━━ DATA FOR ANALYSIS

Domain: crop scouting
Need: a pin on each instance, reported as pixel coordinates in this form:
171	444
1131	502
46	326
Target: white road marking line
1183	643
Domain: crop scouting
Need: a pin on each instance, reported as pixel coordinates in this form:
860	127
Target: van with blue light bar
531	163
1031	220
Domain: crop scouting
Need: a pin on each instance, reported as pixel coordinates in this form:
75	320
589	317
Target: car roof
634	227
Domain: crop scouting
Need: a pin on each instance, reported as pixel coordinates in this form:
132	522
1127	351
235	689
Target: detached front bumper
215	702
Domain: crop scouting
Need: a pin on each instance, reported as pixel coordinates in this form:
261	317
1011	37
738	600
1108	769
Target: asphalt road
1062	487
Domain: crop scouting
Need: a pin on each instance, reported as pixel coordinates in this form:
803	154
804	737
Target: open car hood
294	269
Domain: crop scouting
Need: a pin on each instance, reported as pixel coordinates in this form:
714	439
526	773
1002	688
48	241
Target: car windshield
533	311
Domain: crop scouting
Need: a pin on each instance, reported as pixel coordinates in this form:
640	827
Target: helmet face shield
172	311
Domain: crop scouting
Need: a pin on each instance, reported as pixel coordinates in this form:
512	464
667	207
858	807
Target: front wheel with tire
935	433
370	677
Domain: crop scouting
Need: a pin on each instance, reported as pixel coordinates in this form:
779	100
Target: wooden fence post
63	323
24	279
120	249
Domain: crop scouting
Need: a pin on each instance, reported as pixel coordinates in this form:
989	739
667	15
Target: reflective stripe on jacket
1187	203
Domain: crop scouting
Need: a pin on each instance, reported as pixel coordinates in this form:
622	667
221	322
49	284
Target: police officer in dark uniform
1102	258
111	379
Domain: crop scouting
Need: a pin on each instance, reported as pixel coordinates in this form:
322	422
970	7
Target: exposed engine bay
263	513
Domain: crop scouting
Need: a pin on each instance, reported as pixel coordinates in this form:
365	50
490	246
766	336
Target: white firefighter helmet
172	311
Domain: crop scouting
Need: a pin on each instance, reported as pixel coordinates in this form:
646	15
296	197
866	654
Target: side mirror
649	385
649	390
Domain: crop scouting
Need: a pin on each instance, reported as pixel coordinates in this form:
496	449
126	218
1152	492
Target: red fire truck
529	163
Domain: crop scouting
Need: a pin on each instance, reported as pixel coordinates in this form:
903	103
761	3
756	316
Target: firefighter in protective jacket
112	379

━━━━

* _PROBLEM TO WORK ON_
Restate every entry above word for word.

* _YOUR RESPONSE_
Domain: crop scouting
Need: a pin on each instance, reported as pixel coordinates in this form:
171	444
1131	502
46	326
Target: white road marking line
1183	643
Domain: crop scouting
Need: a pin on each instance, reported as pixel coordinates in this form:
860	127
Target: van with blue light bar
531	163
1031	220
Domain: crop scouting
Need: a pin on each instance, reported as pixel coordinates in this form:
75	320
589	317
Target: car roof
634	227
Domain: crop scouting
Need: a pin on each instance, reported as pixel coordinates in this form:
132	522
1127	351
235	689
Target: detached front bumper
215	702
Domain: crop scouting
Need: a pin on each instance, reported as pixel coordinates in this form:
261	317
1011	37
738	600
1108	769
Target: asphalt road
1062	487
Domain: crop scouting
Need: a pin on each instance, reported as pixel coordinates in this form:
803	154
804	737
Target: open car hood
294	269
Domain: crop scouting
Need: a pin on each instance, reported as pixel coordinates in this form:
714	439
526	773
1002	688
48	241
Target: car windshield
533	311
Domain: crop scouting
Need: a pin on each instance, reported as pixel coordinates in this form:
640	827
Target: helmet face shield
172	311
Domain: crop scouting
Need: a pin on each instance, reported as pixel coordinates in this form:
512	464
667	207
858	807
Target: front wheel with tire
935	433
370	677
Domain: crop scouting
Need: a pin on each instance, reported as pixel coordinates in this form:
779	100
Target: wooden fence post
63	323
24	279
120	249
Domain: crop scouting
Need: a pin on each instance, reported as pixel coordinates in this form:
989	739
667	15
Target: reflective stripe on jacket
1187	203
Domain: crop scouting
Need: a pin on each instance, reported as pixel coordinates in this form:
622	667
221	322
49	284
Target: police officer in dark uniform
1102	258
111	379
Domain: crop scouting
Need: a pin on each instance, reported as pixel coordinates in this form:
322	422
970	7
Target: exposed engine bay
263	513
Domain: crop scouting
Need: a pin on each instance, reported as pixel coordinates in this form:
365	50
490	246
766	336
Target: white firefighter helmet
172	311
Domain: crop scouting
Need: a pin on each instance, reported as pixel coordinates in this form:
646	15
296	197
866	654
Target: side mirror
649	385
649	390
Domain: crop scouting
Need: a pin on each instance, reported as pixel coordinates in this form:
496	449
126	218
1152	492
Target: red fire truck
529	163
Domain: crop scouting
Need: a pin on each instance, reported as pixel coordinates in this form:
903	103
761	3
756	316
Target: firefighter in protective jacket
112	379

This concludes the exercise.